Available data
====

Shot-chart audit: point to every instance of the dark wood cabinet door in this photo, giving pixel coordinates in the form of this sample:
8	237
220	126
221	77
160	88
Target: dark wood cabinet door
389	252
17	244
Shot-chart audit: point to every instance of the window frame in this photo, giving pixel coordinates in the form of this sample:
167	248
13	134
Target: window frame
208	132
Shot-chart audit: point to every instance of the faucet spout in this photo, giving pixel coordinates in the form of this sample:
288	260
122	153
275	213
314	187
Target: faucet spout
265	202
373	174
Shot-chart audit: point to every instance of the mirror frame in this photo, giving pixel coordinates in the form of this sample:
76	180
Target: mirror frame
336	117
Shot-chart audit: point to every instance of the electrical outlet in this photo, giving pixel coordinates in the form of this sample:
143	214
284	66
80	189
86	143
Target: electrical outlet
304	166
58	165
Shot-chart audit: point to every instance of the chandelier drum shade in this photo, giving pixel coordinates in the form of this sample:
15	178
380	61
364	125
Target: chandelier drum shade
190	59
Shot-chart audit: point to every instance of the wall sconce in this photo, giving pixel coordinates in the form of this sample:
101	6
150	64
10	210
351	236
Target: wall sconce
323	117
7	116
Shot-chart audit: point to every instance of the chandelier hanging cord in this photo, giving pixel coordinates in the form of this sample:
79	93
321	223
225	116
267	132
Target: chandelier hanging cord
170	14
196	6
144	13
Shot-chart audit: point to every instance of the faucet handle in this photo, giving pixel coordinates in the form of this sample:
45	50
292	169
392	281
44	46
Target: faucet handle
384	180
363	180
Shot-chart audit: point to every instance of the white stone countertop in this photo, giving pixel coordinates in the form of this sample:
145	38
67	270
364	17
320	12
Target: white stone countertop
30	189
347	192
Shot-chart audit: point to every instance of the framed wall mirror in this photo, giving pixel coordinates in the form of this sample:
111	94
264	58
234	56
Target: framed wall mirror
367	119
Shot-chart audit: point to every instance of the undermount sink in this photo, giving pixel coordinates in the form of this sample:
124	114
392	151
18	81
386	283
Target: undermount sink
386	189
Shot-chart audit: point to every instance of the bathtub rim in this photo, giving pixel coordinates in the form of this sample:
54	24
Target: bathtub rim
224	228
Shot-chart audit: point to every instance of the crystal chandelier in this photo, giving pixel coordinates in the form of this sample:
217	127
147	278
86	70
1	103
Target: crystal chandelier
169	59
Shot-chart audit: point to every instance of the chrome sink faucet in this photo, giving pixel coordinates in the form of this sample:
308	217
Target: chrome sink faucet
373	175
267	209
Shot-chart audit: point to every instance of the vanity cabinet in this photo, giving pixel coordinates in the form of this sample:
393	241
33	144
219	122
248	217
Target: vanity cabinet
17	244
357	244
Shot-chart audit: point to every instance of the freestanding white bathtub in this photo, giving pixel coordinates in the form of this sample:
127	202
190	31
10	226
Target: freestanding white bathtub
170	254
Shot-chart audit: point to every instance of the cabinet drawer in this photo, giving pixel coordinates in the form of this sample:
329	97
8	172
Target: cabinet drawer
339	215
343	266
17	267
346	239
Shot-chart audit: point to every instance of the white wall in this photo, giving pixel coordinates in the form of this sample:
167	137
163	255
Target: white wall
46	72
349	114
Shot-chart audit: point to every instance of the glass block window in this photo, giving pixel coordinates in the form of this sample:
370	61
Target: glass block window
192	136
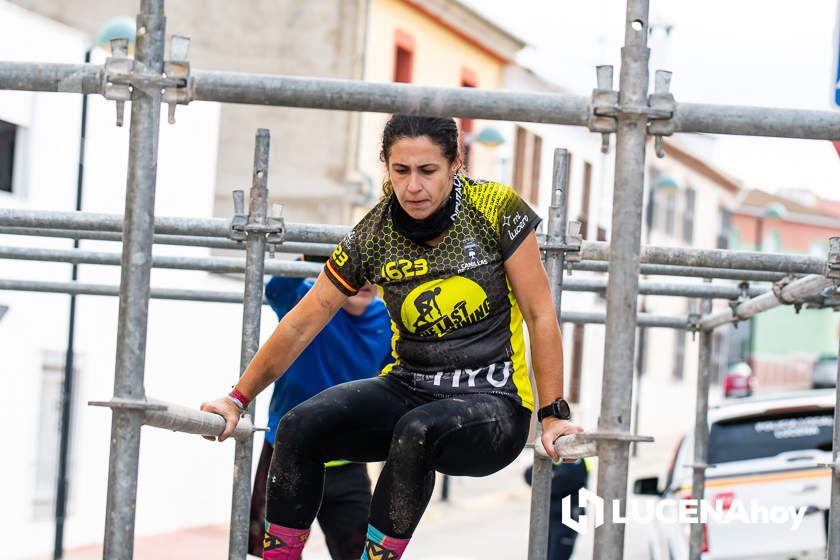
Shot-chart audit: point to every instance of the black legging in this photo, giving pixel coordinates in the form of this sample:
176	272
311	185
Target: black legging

====

Task brief
Where a line in the records above contains the string "black", return that line.

Your solution
Shot-chart audit: point to every instance of the black legging in this photo, giving pixel coordinates in the form of this sample:
Target: black legging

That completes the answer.